§ Task item
In the data below, which lines contain "output"? List them by copying each one.

(Region pointing data)
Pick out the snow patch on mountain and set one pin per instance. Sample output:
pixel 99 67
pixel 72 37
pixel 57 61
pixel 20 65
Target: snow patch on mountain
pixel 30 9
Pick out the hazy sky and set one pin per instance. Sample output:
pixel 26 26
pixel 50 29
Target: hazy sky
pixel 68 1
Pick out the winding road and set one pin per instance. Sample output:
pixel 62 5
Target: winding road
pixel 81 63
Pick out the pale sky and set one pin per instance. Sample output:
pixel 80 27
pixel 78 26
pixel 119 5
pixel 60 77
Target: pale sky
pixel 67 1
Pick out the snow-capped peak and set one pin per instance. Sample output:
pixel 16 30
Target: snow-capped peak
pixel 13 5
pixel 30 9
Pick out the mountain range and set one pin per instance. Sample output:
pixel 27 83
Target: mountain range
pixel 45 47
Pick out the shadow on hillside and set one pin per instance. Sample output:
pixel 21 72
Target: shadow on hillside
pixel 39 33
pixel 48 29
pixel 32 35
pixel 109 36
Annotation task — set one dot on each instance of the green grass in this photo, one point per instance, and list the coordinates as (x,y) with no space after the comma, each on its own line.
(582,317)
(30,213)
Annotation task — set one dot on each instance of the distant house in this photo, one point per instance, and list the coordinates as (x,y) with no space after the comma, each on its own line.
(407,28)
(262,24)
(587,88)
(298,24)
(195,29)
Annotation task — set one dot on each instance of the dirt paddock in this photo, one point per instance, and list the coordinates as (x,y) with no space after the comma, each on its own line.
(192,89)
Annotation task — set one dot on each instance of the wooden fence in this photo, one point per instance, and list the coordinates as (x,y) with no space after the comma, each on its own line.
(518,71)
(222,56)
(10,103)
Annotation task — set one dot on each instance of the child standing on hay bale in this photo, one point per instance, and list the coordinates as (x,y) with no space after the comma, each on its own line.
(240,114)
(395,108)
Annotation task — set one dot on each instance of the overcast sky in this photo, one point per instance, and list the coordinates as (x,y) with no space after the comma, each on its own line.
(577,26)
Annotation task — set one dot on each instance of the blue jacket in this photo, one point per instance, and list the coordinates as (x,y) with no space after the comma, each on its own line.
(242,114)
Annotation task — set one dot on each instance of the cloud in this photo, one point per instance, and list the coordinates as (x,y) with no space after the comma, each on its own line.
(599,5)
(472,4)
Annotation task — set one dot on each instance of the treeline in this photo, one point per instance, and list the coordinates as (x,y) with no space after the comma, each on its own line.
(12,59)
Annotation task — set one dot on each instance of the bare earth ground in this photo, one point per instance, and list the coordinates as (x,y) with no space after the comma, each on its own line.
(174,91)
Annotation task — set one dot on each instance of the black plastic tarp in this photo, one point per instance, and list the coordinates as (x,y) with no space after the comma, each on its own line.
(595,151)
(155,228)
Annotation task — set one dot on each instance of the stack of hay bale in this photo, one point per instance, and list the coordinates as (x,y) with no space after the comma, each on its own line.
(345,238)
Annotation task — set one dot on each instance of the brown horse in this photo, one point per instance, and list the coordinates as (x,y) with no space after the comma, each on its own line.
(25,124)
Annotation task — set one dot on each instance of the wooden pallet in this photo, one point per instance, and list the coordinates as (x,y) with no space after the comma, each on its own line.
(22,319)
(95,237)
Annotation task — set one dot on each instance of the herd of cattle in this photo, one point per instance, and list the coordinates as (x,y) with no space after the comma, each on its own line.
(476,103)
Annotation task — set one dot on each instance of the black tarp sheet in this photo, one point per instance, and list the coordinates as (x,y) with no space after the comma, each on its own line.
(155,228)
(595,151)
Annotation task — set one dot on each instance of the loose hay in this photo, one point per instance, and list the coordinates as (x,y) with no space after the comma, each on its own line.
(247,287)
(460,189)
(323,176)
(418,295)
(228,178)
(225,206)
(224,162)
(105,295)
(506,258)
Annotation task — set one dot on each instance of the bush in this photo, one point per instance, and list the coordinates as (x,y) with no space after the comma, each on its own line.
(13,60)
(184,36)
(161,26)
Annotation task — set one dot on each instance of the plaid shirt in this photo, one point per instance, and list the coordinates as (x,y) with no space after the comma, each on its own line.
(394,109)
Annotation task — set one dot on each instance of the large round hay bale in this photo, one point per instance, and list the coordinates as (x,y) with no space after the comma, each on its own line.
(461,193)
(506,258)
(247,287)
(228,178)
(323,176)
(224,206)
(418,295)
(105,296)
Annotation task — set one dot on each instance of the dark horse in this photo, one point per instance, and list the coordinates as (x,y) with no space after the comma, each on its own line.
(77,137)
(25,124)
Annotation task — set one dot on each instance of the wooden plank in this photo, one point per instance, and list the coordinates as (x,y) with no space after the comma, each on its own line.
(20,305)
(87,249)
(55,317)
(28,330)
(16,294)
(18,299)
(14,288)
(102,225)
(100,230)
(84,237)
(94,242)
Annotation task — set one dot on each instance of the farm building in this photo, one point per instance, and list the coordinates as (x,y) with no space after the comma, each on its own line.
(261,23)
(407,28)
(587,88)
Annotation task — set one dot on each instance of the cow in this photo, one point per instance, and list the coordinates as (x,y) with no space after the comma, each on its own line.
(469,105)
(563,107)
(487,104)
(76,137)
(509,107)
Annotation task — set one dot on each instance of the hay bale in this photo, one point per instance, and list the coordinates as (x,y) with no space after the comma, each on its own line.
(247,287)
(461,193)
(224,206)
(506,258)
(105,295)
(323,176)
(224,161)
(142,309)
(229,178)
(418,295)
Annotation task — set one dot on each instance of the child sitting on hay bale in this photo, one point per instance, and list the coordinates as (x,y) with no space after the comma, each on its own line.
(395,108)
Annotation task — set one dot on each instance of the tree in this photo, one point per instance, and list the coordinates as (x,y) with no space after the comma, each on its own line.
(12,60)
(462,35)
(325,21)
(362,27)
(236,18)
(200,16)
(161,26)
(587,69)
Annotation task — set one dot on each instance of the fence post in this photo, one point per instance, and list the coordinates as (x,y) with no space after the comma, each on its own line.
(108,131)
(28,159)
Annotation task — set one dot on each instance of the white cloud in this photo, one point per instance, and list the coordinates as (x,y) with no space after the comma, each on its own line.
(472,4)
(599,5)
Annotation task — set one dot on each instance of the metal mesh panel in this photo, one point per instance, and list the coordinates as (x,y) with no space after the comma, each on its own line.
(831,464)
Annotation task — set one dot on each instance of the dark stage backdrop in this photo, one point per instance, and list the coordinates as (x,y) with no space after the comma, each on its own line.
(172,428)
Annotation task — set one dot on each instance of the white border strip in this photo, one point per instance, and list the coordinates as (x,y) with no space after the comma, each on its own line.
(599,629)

§ Exercise solution
Pick out the snow patch on mountain and set one pin per instance. Sample output:
Pick out the hazy sky and set one pin per instance. Sample output:
Pick out the winding road and set one pin per instance. Sample output:
Pick out the pale sky and set one pin per instance. Sample output:
Pick out the snow-capped peak and set one pin per instance. Sample output:
Pick out the mountain range and set one pin per instance. Sample output:
Pick out the shadow on hillside and set one pin per instance. Sample output:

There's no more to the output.